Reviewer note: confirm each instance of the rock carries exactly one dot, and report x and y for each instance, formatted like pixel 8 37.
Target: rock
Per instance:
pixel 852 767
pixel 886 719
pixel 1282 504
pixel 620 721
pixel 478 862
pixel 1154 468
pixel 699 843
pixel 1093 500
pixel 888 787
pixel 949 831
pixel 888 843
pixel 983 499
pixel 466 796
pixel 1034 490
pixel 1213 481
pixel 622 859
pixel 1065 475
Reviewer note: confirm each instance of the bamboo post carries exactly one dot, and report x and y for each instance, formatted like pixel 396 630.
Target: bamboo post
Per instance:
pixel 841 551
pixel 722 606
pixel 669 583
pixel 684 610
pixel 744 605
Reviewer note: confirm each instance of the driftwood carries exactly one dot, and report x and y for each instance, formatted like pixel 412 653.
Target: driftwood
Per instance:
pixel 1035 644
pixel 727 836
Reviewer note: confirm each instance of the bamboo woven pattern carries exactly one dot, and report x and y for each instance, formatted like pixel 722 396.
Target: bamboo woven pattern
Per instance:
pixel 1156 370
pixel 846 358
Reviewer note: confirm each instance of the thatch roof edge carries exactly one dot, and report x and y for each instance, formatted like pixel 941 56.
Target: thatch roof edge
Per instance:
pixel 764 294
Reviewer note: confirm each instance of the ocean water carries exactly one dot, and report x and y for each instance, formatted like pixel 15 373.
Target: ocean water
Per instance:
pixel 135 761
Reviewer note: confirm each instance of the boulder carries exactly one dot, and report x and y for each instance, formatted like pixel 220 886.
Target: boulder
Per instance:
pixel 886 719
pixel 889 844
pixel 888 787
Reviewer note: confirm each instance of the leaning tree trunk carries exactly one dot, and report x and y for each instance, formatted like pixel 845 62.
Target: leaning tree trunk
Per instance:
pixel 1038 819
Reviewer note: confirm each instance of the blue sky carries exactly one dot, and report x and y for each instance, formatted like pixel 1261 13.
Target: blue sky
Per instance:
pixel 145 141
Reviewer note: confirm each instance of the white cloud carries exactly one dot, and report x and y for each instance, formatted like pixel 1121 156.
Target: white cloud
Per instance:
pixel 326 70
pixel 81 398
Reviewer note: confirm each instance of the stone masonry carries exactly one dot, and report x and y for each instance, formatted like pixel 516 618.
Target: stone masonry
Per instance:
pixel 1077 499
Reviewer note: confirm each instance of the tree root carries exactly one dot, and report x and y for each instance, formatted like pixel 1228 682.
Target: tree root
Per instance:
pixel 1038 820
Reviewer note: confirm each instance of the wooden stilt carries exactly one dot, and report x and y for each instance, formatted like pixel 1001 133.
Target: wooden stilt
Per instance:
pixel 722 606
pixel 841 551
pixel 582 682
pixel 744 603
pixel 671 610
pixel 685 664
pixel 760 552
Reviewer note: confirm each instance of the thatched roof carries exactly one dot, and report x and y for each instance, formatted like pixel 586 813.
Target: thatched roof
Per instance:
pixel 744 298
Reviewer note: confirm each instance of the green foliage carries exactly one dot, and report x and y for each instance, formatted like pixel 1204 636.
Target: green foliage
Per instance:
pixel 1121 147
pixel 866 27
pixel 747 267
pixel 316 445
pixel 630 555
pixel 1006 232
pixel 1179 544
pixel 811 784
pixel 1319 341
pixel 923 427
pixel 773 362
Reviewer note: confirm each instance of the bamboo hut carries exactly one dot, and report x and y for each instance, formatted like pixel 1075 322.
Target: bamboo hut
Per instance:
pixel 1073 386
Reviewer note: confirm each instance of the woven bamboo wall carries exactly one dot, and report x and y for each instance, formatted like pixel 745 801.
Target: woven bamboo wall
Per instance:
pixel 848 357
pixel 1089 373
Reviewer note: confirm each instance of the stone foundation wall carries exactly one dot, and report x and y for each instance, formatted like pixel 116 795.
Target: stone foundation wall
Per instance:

**WHAT YOU WILL DO**: Transcribe the listing above in full, word for word.

**REPLY**:
Reviewer note: confirm each instance of the rock carries exactly one dot, and report x and y for each instance, formatted like pixel 8 37.
Target: rock
Per instance:
pixel 852 767
pixel 886 719
pixel 1282 504
pixel 620 721
pixel 478 862
pixel 1154 468
pixel 699 843
pixel 1093 500
pixel 888 787
pixel 949 831
pixel 888 843
pixel 983 499
pixel 466 796
pixel 1034 490
pixel 1213 481
pixel 622 859
pixel 1065 475
Reviewer note: confirm each instance of the bamboo post carries exactly one dot, and report x and y for each instance, formatted like pixel 396 630.
Target: bamboo post
Per instance:
pixel 841 551
pixel 722 606
pixel 669 583
pixel 684 610
pixel 744 605
Reviewer note: confirm each instance of the driftwood carries exactly one dot, and report x and y for each instance, formatted like pixel 412 653.
Target: driftwood
Per instance:
pixel 1035 644
pixel 727 836
Reviewer note: confirm each instance of the bamboo woven pattern carries exactly one dot, and report x and y for each instance, formatted like pixel 722 396.
Target: bamboo woven pattern
Per instance:
pixel 1156 370
pixel 846 358
Reviewer note: confirm each instance of the thatch roof edge carries exactly one dot, and report x and y for each instance, formatted like pixel 941 56.
Target: thatch roof edge
Per instance:
pixel 764 294
Reviewer note: confirm each instance of the ocean water carries exactly one dot, and report x and y for each instance, formatted like pixel 15 373.
Target: ocean water
Per instance:
pixel 135 761
Reviewer note: confirm each instance of the boulder carries exactly one dot, and report x and y for each instance, formatted like pixel 220 886.
Target: boulder
Per instance:
pixel 886 719
pixel 889 844
pixel 888 787
Reviewer note: confirm each instance of the leaning tree trunk carries exactly one dot, and report x and y for each instance, formatted like pixel 845 62.
Target: leaning tree trunk
Per instance:
pixel 1038 819
Reviewer note: confirm each instance of the blue sky carries exactly one dot, and report x and y for each instance, formatted like pixel 1261 13.
Target: blue sky
Per instance:
pixel 145 141
Reviewer note: confirm each instance of the white cloud carries exactly one dot, and report x and y for each instance, formatted like pixel 1121 156.
Target: white cloud
Per instance:
pixel 326 70
pixel 81 398
Reviewer note: confirm each instance of the stone masonry carries exactly one dot, and report x and y for each instance, formatted like pixel 516 618.
Target: stone masonry
Per instance:
pixel 1077 499
Reviewer note: confirm each instance of the tree root carries exactly one dot, and report x and y for each instance, formatted like pixel 1228 682.
Target: tree root
Per instance:
pixel 1038 820
Reviewer note: confirm each instance of the wooden stilt carries exactly one dot, and report x and y for each instance, formatted like pixel 1001 133.
Target: wooden stilt
Per instance:
pixel 722 606
pixel 841 551
pixel 582 682
pixel 744 603
pixel 671 610
pixel 685 664
pixel 760 552
Reviewer note: confirm each instance of the thatched roof carries exactly one dot, and report x and y for each instance, formatted like pixel 586 813.
Target: thatched roof
Per instance:
pixel 744 298
Reviewer note: confirm each instance of the green foliage carries exactly one dot, and report x and y for each instance, formatted like pixel 1204 636.
Target: green foliage
Per instance:
pixel 1121 147
pixel 866 27
pixel 747 267
pixel 316 445
pixel 630 555
pixel 1006 232
pixel 1179 544
pixel 811 784
pixel 1319 341
pixel 923 427
pixel 773 362
Reviewer note: confirm each instance of the bamboo hut carries exactly one dot, and report x and y for each instance, formatted like pixel 1075 322.
Target: bamboo hut
Per instance:
pixel 1073 386
Reviewer note: confirm each instance of the woven bamboo wall carries exactly one dot, and report x and y for each instance, formatted like pixel 745 801.
Target: woven bamboo wall
Per instance:
pixel 848 357
pixel 1089 373
Reviewer note: confirm each instance of the stone foundation wall carries exactly one dot, and report x and y for each instance, formatted like pixel 116 795.
Target: stone foundation wall
Per instance:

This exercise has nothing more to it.